→ **What is required**: List every line of the items below that contains the word "steel". Case counts.
━━━━━━━━━━
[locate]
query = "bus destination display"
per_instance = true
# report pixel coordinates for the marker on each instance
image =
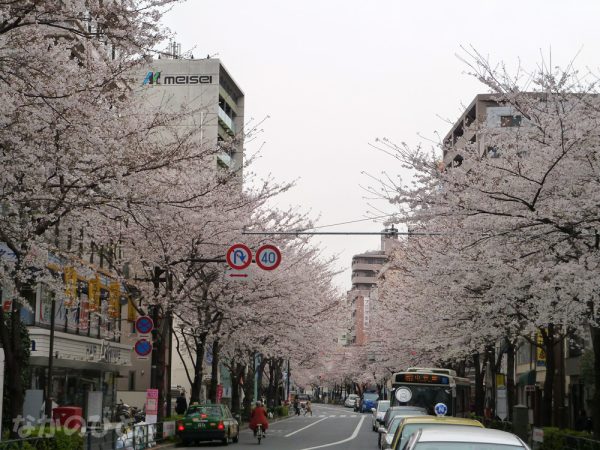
(421, 378)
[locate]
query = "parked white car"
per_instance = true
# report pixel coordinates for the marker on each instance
(466, 438)
(351, 401)
(378, 413)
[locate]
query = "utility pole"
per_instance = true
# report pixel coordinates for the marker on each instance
(157, 371)
(48, 401)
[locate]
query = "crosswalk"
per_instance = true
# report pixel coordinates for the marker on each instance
(332, 416)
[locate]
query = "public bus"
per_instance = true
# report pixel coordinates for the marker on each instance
(427, 387)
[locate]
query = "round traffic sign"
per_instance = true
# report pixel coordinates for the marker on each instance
(144, 324)
(440, 409)
(403, 394)
(143, 347)
(239, 256)
(268, 257)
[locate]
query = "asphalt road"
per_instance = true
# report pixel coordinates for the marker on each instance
(330, 427)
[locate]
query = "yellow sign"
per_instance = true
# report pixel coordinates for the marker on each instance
(70, 286)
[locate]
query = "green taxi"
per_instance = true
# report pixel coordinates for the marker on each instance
(208, 423)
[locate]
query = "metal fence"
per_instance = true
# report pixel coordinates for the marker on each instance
(37, 443)
(134, 437)
(118, 437)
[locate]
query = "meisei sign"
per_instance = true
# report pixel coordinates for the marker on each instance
(154, 78)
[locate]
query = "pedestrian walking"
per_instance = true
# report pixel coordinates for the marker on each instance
(181, 404)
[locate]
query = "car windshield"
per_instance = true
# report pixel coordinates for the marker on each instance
(208, 410)
(410, 428)
(406, 413)
(394, 425)
(383, 406)
(463, 446)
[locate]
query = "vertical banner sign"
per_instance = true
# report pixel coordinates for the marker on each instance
(94, 293)
(131, 311)
(219, 392)
(540, 359)
(114, 299)
(151, 405)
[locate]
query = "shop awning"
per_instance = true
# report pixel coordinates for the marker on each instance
(527, 378)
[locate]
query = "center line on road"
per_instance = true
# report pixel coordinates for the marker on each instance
(356, 430)
(304, 428)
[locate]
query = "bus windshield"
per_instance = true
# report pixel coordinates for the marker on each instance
(428, 396)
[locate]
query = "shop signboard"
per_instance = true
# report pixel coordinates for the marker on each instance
(151, 405)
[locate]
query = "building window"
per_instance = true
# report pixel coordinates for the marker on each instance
(524, 353)
(493, 152)
(131, 380)
(510, 121)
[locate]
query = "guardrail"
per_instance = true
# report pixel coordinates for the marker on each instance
(580, 443)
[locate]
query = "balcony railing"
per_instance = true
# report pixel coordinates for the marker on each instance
(226, 120)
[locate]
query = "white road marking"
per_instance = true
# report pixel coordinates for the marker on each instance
(304, 428)
(356, 430)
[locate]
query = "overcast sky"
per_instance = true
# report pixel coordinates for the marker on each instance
(334, 75)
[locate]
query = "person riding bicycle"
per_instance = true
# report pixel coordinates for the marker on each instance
(259, 416)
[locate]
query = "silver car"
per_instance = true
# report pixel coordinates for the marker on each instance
(386, 435)
(378, 413)
(465, 438)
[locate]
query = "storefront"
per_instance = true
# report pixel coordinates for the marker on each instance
(87, 353)
(84, 374)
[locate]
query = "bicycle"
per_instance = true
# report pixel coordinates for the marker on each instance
(259, 432)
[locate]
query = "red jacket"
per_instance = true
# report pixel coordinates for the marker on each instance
(259, 415)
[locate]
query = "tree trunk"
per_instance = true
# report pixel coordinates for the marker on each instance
(237, 370)
(510, 378)
(11, 342)
(595, 332)
(199, 372)
(260, 370)
(493, 372)
(214, 375)
(278, 378)
(479, 392)
(547, 409)
(248, 387)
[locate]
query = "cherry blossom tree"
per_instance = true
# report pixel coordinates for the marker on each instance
(518, 211)
(72, 132)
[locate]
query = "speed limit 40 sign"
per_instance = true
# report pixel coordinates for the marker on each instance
(268, 257)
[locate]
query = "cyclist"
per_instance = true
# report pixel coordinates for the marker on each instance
(259, 416)
(308, 409)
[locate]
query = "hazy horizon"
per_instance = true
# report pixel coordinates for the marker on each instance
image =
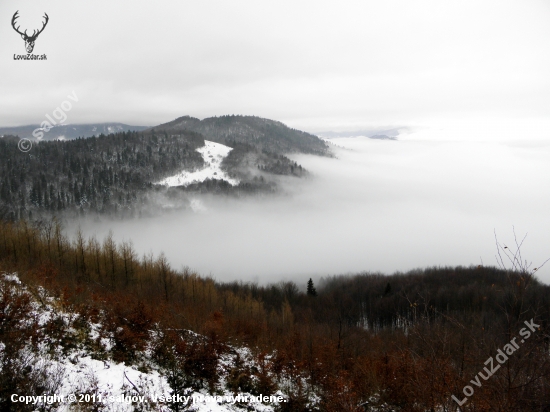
(381, 206)
(316, 66)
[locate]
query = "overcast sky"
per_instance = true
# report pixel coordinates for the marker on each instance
(443, 69)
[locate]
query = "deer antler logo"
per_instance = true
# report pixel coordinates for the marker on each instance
(29, 40)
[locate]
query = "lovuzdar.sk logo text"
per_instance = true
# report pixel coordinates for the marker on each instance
(29, 39)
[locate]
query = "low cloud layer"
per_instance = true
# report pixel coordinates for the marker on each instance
(379, 206)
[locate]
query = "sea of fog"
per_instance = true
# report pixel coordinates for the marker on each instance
(378, 206)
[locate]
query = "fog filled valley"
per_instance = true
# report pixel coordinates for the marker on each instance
(378, 206)
(261, 268)
(244, 206)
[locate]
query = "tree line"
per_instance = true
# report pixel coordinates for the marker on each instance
(403, 342)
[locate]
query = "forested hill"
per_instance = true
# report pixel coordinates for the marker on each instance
(69, 131)
(406, 342)
(263, 134)
(106, 174)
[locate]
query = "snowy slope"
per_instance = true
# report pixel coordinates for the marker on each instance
(213, 155)
(114, 386)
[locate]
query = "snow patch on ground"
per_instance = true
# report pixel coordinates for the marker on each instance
(118, 387)
(213, 155)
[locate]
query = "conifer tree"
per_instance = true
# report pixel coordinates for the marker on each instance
(311, 291)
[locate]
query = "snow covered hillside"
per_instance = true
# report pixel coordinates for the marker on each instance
(213, 155)
(65, 355)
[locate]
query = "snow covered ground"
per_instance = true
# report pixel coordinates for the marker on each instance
(76, 377)
(213, 155)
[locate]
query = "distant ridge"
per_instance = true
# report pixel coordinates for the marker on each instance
(263, 134)
(70, 131)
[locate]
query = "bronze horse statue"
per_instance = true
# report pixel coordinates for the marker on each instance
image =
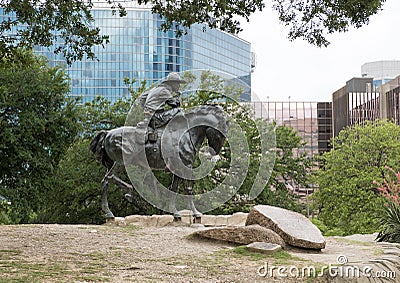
(177, 142)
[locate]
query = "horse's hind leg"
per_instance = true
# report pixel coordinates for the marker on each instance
(114, 171)
(104, 194)
(189, 191)
(173, 190)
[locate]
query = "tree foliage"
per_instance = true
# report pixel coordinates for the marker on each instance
(71, 25)
(347, 198)
(37, 125)
(390, 217)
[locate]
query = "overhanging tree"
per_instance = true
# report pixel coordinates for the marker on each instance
(71, 24)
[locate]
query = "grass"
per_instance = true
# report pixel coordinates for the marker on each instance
(14, 268)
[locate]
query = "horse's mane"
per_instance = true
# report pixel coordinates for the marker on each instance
(211, 109)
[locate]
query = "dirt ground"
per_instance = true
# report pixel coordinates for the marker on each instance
(109, 253)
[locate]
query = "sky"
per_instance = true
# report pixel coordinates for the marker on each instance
(297, 71)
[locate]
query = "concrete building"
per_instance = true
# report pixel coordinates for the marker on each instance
(356, 102)
(381, 71)
(311, 120)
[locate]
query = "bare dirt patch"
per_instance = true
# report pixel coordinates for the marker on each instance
(106, 253)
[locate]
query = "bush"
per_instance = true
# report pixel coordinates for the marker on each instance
(347, 199)
(390, 219)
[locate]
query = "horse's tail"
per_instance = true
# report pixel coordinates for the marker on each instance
(97, 147)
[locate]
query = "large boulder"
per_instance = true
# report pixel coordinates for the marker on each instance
(241, 235)
(294, 228)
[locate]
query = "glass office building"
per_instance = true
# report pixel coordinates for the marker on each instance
(138, 49)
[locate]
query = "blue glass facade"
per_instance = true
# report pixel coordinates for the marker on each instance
(138, 49)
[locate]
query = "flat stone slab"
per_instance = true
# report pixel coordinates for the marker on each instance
(241, 234)
(263, 247)
(294, 228)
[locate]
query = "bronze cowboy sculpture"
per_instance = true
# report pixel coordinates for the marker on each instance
(183, 138)
(155, 101)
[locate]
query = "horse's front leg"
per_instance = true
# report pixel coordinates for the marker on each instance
(104, 200)
(189, 191)
(173, 190)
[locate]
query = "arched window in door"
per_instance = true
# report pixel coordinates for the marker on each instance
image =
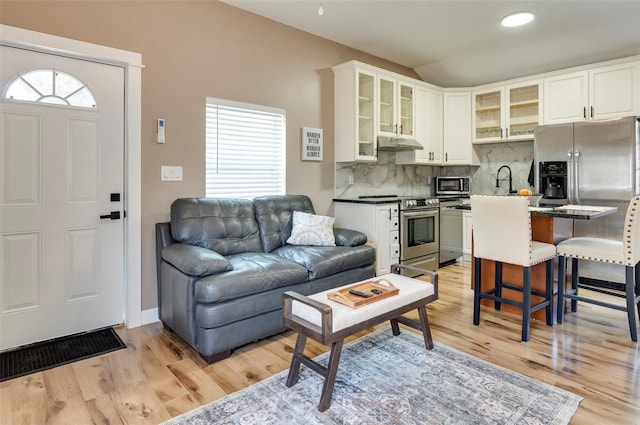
(50, 86)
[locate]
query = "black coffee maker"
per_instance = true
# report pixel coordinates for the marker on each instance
(553, 179)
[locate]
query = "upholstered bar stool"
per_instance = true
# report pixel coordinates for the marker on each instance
(625, 252)
(502, 233)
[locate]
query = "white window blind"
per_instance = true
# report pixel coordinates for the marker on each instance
(245, 150)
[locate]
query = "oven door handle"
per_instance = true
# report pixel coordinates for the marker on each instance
(420, 214)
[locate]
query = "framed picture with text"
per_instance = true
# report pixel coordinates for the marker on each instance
(311, 144)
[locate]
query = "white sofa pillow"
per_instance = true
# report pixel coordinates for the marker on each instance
(310, 229)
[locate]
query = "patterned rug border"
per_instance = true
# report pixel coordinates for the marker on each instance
(564, 415)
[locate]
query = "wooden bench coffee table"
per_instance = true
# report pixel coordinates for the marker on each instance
(329, 322)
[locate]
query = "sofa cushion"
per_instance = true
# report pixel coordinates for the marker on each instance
(226, 226)
(274, 215)
(252, 273)
(348, 237)
(195, 260)
(311, 229)
(324, 261)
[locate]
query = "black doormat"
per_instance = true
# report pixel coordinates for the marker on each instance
(57, 352)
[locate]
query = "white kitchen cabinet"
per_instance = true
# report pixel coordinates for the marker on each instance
(380, 222)
(597, 93)
(467, 227)
(457, 147)
(396, 108)
(507, 114)
(428, 128)
(355, 99)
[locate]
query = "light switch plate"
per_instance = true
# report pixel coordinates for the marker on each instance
(171, 173)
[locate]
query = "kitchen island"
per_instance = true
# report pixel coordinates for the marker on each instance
(550, 225)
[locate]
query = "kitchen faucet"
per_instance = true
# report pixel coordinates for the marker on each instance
(511, 190)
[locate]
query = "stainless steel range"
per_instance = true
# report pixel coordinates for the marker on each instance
(419, 232)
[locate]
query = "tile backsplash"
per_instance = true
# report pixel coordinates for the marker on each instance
(384, 177)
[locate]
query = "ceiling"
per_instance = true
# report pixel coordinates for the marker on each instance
(460, 43)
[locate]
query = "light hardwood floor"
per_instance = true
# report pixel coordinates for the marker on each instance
(158, 376)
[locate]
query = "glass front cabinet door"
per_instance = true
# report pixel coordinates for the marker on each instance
(506, 114)
(488, 116)
(524, 111)
(395, 107)
(366, 114)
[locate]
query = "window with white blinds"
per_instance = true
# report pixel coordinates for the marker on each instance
(245, 150)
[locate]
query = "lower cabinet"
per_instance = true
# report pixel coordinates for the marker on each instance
(380, 222)
(467, 226)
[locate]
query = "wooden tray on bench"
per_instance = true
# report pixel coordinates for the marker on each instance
(343, 296)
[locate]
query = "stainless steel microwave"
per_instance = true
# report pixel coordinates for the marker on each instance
(452, 185)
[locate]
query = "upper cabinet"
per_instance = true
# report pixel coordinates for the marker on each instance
(505, 114)
(355, 114)
(428, 128)
(395, 107)
(457, 146)
(369, 102)
(597, 93)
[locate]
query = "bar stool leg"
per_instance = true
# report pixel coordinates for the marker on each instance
(575, 278)
(526, 302)
(638, 285)
(631, 307)
(476, 290)
(498, 284)
(549, 292)
(562, 286)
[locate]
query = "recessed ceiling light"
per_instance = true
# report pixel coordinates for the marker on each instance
(517, 19)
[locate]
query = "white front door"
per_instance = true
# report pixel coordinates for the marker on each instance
(61, 169)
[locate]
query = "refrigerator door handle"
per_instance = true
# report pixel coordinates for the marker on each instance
(570, 186)
(576, 178)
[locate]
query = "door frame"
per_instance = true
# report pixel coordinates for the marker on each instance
(132, 64)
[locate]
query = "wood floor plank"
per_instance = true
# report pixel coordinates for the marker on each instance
(159, 376)
(65, 402)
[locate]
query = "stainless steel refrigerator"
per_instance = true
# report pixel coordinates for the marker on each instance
(590, 163)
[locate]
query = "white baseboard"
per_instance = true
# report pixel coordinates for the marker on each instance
(149, 316)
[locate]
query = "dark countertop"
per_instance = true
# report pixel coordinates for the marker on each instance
(581, 212)
(372, 200)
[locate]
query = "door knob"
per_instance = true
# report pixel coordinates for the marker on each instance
(113, 215)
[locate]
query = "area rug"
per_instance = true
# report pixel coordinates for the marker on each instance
(56, 352)
(384, 379)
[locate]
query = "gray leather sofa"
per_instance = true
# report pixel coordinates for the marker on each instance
(223, 265)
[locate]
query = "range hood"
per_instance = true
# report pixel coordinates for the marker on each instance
(398, 144)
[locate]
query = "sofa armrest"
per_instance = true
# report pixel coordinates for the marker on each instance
(348, 237)
(195, 260)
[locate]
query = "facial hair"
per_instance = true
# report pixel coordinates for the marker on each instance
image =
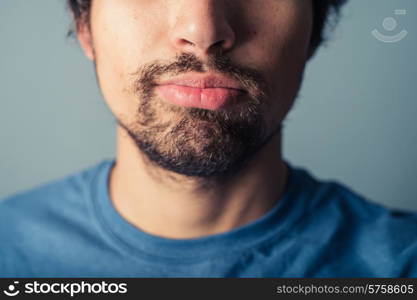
━━━━━━━━━━
→ **Answer for the task**:
query = "stainless steel range"
query = "stainless steel microwave"
query = "stainless steel refrigerator"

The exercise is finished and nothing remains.